ABOUT THIS EXERCISE — Every line below should be duplicated exactly.

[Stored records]
____________
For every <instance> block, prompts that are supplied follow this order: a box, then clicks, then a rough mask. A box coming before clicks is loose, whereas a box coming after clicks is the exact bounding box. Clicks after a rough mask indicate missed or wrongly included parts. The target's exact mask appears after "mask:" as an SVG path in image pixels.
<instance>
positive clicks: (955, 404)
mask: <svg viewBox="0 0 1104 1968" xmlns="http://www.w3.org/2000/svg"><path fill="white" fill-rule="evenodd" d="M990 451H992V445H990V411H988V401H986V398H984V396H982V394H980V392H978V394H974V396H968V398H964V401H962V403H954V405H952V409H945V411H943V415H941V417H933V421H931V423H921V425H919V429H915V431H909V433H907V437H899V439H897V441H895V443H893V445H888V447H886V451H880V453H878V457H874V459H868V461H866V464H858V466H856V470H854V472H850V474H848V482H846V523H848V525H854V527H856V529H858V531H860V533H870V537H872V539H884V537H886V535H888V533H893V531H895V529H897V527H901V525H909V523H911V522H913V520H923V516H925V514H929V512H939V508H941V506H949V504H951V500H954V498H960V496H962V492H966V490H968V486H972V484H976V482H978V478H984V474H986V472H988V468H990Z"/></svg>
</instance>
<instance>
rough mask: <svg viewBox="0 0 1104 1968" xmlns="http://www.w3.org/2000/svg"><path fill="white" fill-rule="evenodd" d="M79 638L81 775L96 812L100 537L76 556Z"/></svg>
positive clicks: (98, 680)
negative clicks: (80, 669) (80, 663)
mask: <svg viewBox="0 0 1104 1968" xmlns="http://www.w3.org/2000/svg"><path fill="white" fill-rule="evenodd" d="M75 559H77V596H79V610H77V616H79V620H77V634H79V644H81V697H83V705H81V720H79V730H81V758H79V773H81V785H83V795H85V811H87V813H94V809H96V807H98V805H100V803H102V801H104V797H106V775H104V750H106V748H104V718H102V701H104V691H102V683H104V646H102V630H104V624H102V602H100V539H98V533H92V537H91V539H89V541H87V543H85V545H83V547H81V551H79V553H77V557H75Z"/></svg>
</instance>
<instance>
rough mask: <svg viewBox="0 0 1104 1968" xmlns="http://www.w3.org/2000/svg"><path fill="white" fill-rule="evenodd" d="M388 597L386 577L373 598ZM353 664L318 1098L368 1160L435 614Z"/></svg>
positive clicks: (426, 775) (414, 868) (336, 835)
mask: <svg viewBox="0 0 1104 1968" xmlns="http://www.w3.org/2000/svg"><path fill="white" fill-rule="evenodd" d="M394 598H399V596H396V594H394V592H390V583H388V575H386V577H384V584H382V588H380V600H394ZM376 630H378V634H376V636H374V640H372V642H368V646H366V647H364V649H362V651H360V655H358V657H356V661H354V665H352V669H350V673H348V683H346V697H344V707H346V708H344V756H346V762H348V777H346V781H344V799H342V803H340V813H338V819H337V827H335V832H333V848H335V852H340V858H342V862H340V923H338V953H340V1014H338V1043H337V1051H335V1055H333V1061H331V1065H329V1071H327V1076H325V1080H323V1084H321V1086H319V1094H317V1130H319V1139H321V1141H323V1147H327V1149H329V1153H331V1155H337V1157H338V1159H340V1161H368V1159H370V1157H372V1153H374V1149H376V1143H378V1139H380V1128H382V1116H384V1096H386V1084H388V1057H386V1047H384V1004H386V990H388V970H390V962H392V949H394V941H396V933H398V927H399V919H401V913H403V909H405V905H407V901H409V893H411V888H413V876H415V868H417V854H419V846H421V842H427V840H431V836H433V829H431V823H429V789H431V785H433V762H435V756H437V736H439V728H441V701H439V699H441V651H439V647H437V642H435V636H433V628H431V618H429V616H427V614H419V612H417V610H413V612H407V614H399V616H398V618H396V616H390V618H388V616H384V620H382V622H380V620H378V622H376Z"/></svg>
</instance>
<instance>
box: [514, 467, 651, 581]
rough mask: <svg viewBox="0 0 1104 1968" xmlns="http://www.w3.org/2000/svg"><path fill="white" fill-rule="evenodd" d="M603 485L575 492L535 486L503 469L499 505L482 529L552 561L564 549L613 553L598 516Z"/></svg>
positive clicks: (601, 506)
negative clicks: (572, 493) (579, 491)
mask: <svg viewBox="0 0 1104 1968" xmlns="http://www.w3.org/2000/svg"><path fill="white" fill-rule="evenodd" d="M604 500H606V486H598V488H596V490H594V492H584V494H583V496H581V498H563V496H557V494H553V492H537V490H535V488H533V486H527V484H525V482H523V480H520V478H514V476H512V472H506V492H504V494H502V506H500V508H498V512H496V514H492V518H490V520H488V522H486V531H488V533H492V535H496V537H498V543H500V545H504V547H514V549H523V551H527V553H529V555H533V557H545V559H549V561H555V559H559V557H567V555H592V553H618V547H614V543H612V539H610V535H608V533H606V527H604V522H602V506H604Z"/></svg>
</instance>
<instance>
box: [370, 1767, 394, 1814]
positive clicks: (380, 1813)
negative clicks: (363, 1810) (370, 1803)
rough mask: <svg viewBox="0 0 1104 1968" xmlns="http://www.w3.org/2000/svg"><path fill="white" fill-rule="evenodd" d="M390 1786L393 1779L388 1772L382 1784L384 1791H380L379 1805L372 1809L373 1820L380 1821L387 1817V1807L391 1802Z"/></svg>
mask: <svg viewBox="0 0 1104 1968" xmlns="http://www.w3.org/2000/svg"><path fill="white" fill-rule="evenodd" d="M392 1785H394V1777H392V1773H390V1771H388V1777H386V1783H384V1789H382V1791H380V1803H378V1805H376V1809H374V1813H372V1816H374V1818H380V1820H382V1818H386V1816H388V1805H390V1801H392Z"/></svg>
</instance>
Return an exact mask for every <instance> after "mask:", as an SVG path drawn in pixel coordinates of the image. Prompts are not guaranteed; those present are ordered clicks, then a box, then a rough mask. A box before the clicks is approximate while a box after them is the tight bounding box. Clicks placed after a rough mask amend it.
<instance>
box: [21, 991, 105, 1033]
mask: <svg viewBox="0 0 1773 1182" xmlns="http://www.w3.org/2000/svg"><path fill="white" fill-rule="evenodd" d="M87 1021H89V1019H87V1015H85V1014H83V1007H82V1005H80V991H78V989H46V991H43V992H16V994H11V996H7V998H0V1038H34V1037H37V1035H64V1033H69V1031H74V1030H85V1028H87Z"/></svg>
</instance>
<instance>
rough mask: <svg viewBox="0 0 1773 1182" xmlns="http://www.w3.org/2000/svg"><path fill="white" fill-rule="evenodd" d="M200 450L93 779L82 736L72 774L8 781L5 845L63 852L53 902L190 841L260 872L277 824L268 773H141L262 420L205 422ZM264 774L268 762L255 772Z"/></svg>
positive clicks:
____________
ANSWER BOX —
For every <instance> block, prompts that are supplied follow this order: a box, then clicks, then a rough mask. A box coming before clicks is loose, whereas a box coming after clicks is the exact bounding box. Clicks after a rough mask indicate missed or wrongly included parts. The target's exact mask appears after "mask:" as an SVG path in image pixels.
<instance>
positive clicks: (955, 404)
mask: <svg viewBox="0 0 1104 1968" xmlns="http://www.w3.org/2000/svg"><path fill="white" fill-rule="evenodd" d="M990 451H992V445H990V411H988V401H986V398H984V396H982V394H980V392H978V394H974V396H968V398H964V401H962V403H954V405H952V409H945V411H943V415H941V417H933V421H931V423H921V425H919V429H915V431H909V433H907V437H899V439H897V441H895V443H893V445H888V447H886V451H880V453H878V457H874V459H868V461H866V464H858V466H856V470H854V472H850V474H848V482H846V523H848V525H854V527H856V529H858V531H860V533H870V537H872V539H884V537H886V535H888V533H893V531H895V529H897V527H901V525H909V523H911V522H913V520H923V516H925V514H929V512H939V508H941V506H949V504H951V500H954V498H960V496H962V492H966V490H968V486H972V484H976V482H978V478H984V474H986V472H988V468H990Z"/></svg>
</instance>
<instance>
rough mask: <svg viewBox="0 0 1104 1968" xmlns="http://www.w3.org/2000/svg"><path fill="white" fill-rule="evenodd" d="M79 638L81 775L96 812L100 537L76 556Z"/></svg>
positive clicks: (98, 680)
negative clicks: (80, 669) (80, 663)
mask: <svg viewBox="0 0 1104 1968" xmlns="http://www.w3.org/2000/svg"><path fill="white" fill-rule="evenodd" d="M75 559H77V596H79V610H77V616H79V620H77V634H79V644H81V697H83V705H81V720H79V730H81V758H79V773H81V785H83V795H85V811H87V813H94V809H96V807H98V805H100V803H102V801H104V797H106V775H104V750H106V748H104V718H102V701H104V691H102V683H104V646H102V630H104V624H102V602H100V539H98V533H92V537H91V539H89V541H87V543H85V545H83V547H81V551H79V553H77V557H75Z"/></svg>
</instance>
<instance>
rough mask: <svg viewBox="0 0 1104 1968" xmlns="http://www.w3.org/2000/svg"><path fill="white" fill-rule="evenodd" d="M388 597L386 577L373 598ZM353 664L318 1098L368 1160L435 614Z"/></svg>
positive clicks: (426, 775) (414, 868) (336, 835)
mask: <svg viewBox="0 0 1104 1968" xmlns="http://www.w3.org/2000/svg"><path fill="white" fill-rule="evenodd" d="M394 598H399V596H396V594H394V592H390V583H388V575H386V577H384V584H382V588H380V600H394ZM376 630H378V634H376V636H374V640H372V642H368V646H366V647H364V649H362V651H360V655H358V657H356V661H354V665H352V669H350V673H348V683H346V697H344V707H346V708H344V756H346V762H348V777H346V781H344V799H342V803H340V813H338V819H337V827H335V832H333V848H335V852H340V858H342V862H340V923H338V953H340V1014H338V1043H337V1051H335V1055H333V1061H331V1065H329V1071H327V1076H325V1080H323V1084H321V1086H319V1094H317V1130H319V1139H321V1141H323V1147H327V1149H329V1153H331V1155H337V1157H338V1159H340V1161H368V1159H370V1157H372V1153H374V1149H376V1143H378V1139H380V1128H382V1116H384V1096H386V1084H388V1057H386V1047H384V1004H386V990H388V970H390V962H392V949H394V941H396V933H398V927H399V919H401V913H403V909H405V905H407V901H409V893H411V888H413V876H415V868H417V854H419V846H421V842H427V840H431V836H433V829H431V823H429V789H431V785H433V762H435V756H437V736H439V728H441V701H439V699H441V651H439V647H437V642H435V636H433V628H431V618H429V616H427V614H419V612H417V610H413V612H407V614H399V616H398V618H396V616H390V618H388V616H384V620H382V622H380V620H378V622H376Z"/></svg>
</instance>
<instance>
box: [514, 467, 651, 581]
rough mask: <svg viewBox="0 0 1104 1968" xmlns="http://www.w3.org/2000/svg"><path fill="white" fill-rule="evenodd" d="M603 485L575 492L535 486L503 469L499 505L482 529L552 561L564 549L613 553L598 516Z"/></svg>
positive clicks: (601, 506)
negative clicks: (572, 493) (579, 491)
mask: <svg viewBox="0 0 1104 1968" xmlns="http://www.w3.org/2000/svg"><path fill="white" fill-rule="evenodd" d="M604 500H606V486H598V488H596V490H594V492H584V494H583V496H581V498H563V496H557V494H553V492H537V490H535V488H533V486H527V484H525V482H523V480H520V478H514V476H512V472H506V492H504V494H502V506H500V508H498V512H496V514H492V518H490V520H488V522H486V531H488V533H492V535H496V537H498V543H500V545H504V547H514V549H523V551H527V553H529V555H533V557H545V559H549V561H555V559H559V557H567V555H592V553H618V547H614V543H612V539H610V535H608V533H606V527H604V522H602V506H604Z"/></svg>
</instance>
<instance>
box: [370, 1767, 394, 1814]
positive clicks: (380, 1813)
negative clicks: (363, 1810) (370, 1803)
rough mask: <svg viewBox="0 0 1104 1968" xmlns="http://www.w3.org/2000/svg"><path fill="white" fill-rule="evenodd" d="M390 1786L393 1779L388 1772L382 1784L384 1791H380L379 1805L372 1809L373 1820L380 1821L387 1817V1807L391 1802Z"/></svg>
mask: <svg viewBox="0 0 1104 1968" xmlns="http://www.w3.org/2000/svg"><path fill="white" fill-rule="evenodd" d="M392 1785H394V1777H392V1773H390V1771H388V1777H386V1783H384V1789H382V1791H380V1803H378V1805H376V1809H374V1813H372V1816H374V1818H380V1820H382V1818H386V1816H388V1805H390V1801H392Z"/></svg>
</instance>
Return an exact mask for every <instance> after "mask:", as an SVG path drawn in pixel coordinates of the image. Prompts are not guaranteed; those present are ordered clicks, then a box, then a rough mask. A box before the clicks is approximate while a box after them is the tight bounding box. Clicks placed after a rough mask amend it.
<instance>
box: [21, 991, 105, 1033]
mask: <svg viewBox="0 0 1773 1182" xmlns="http://www.w3.org/2000/svg"><path fill="white" fill-rule="evenodd" d="M87 1021H89V1019H87V1015H85V1014H83V1007H82V1005H80V991H78V989H46V991H43V992H16V994H11V996H7V998H0V1038H34V1037H37V1035H64V1033H69V1031H74V1030H85V1028H87Z"/></svg>
</instance>
<instance>
rough mask: <svg viewBox="0 0 1773 1182" xmlns="http://www.w3.org/2000/svg"><path fill="white" fill-rule="evenodd" d="M200 450L93 779L82 736L72 774L8 781L5 845L63 852L53 902L190 841L260 872L277 824L268 773H141L262 420L205 422ZM264 774L268 762L255 772Z"/></svg>
positive clicks:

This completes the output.